Passage provided:
** Start **

Note that the 1989 ANSI C specification doesn't specify the result of signed right-shift, so these aren't portable. If exceptions are thrown on overflows, then the values of x and y should be unsigned or cast to unsigned for the subtractions to avoid unnecessarily throwing an exception, however the right-shift needs a signed operand to produce all one bits when negative, so cast to signed there.

On March 7, 2003, Angus Duggan pointed out the right-shift portability issue. On May 3, 2005, Randal E. Bryant alerted me to the need for the precondition, INT_MIN <= x - y <= INT_MAX, and suggested the non-quick and dirty version as a fix. Both of these issues concern only the quick and dirty version. Nigel Horspoon observed on July 6, 2005 that gcc produced the same code on a Pentium as the obvious solution because of how it evaluates (x < y). On July 9, 2008 Vincent Lefèvre pointed out the potential for overflow exceptions with subtractions in r = y + ((x - y) & -(x < y)), which was the previous version. Timothy B. Terriberry suggested using xor rather than add and subract to avoid casting and the risk of overflows on June 2, 2009.

** End **

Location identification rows
** Start **

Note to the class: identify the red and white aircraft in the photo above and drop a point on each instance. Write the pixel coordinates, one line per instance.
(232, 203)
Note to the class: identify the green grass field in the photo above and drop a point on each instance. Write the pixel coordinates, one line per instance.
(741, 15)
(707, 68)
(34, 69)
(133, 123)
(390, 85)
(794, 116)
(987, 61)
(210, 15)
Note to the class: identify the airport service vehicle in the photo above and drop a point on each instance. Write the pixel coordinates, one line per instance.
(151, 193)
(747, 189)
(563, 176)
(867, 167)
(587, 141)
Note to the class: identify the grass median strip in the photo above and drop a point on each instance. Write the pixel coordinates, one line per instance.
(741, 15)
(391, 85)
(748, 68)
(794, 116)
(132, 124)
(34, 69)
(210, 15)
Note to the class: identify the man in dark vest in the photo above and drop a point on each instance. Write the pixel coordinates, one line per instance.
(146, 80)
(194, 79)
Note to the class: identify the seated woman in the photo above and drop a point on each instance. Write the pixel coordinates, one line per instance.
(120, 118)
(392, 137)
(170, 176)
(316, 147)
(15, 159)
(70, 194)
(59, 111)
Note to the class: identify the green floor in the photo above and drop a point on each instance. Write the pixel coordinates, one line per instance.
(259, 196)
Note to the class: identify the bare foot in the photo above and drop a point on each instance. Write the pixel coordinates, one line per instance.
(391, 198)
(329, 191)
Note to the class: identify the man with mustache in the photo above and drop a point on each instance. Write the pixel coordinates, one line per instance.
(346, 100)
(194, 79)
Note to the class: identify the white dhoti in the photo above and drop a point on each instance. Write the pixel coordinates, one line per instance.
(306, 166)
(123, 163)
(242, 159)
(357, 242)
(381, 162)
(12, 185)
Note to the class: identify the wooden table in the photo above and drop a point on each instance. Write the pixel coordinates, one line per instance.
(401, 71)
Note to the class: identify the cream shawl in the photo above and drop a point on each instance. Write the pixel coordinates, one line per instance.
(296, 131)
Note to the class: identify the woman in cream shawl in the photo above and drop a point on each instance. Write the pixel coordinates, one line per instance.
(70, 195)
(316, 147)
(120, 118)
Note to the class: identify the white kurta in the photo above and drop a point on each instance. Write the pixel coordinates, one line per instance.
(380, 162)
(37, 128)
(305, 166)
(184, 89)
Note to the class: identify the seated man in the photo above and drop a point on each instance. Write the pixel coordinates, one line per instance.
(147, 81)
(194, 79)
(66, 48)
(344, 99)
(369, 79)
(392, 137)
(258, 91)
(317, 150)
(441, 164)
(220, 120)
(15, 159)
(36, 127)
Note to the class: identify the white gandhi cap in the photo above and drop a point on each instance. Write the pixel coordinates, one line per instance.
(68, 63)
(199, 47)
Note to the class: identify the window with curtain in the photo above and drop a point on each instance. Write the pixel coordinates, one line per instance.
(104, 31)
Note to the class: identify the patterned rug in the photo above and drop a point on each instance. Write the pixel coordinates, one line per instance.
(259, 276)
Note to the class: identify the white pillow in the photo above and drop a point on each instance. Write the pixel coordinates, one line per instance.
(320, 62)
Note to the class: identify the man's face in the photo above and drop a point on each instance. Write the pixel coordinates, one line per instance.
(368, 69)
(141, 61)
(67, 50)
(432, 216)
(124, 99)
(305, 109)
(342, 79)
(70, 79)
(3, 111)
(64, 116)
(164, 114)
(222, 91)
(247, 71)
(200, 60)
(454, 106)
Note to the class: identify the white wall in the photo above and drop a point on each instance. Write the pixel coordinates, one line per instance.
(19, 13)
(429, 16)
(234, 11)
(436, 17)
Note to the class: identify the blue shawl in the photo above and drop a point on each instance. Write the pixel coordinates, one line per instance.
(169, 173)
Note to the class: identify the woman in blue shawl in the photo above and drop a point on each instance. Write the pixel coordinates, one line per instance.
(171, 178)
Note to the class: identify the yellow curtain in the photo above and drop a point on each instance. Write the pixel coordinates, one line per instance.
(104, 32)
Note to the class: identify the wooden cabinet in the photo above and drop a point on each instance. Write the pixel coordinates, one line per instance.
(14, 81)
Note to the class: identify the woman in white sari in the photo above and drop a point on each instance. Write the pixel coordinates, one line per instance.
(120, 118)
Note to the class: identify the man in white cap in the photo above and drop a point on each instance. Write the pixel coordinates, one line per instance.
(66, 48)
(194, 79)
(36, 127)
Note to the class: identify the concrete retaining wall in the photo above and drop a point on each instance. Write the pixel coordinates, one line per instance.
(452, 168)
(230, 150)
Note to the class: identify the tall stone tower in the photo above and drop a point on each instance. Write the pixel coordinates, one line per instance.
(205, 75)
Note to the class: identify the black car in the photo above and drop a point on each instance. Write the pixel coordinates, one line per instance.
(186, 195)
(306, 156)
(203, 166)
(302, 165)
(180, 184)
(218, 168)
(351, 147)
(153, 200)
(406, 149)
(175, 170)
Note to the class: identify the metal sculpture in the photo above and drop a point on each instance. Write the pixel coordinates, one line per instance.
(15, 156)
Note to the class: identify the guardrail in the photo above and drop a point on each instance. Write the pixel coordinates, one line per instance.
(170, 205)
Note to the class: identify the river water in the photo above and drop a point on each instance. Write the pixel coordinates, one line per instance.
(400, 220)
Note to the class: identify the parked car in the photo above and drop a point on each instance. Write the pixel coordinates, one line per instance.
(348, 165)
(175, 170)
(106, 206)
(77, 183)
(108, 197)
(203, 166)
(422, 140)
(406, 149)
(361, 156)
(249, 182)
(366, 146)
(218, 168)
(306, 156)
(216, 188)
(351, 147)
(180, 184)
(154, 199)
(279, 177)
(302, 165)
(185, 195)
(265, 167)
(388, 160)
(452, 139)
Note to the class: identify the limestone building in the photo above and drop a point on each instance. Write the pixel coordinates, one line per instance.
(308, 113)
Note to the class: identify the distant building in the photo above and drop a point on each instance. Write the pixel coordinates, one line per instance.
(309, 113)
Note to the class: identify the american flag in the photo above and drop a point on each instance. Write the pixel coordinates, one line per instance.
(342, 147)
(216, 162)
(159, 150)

** End **

What to do:
a: Starting with "On March 7, 2003, Angus" and going on through "June 2, 2009." in the right-shift passage, rewrite that part with "Pentium" substituted by "Core 2".
b: In the right-shift passage, who suggested using xor rather than add and subtract?
The rows are separate material, apart from the right-shift passage.

Full answers:
a:
On March 7, 2003, Angus Duggan pointed out the right-shift portability issue. On May 3, 2005, Randal E. Bryant alerted me to the need for the precondition, INT_MIN <= x - y <= INT_MAX, and suggested the non-quick and dirty version as a fix. Both of these issues concern only the quick and dirty version. Nigel Horspoon observed on July 6, 2005 that gcc produced the same code on a Core 2 as the obvious solution because of how it evaluates (x < y). On July 9, 2008 Vincent Lefèvre pointed out the potential for overflow exceptions with subtractions in r = y + ((x - y) & -(x < y)), which was the previous version. Timothy B. Terriberry suggested using xor rather than add and subract to avoid casting and the risk of overflows on June 2, 2009.

b: Timothy B. Terriberry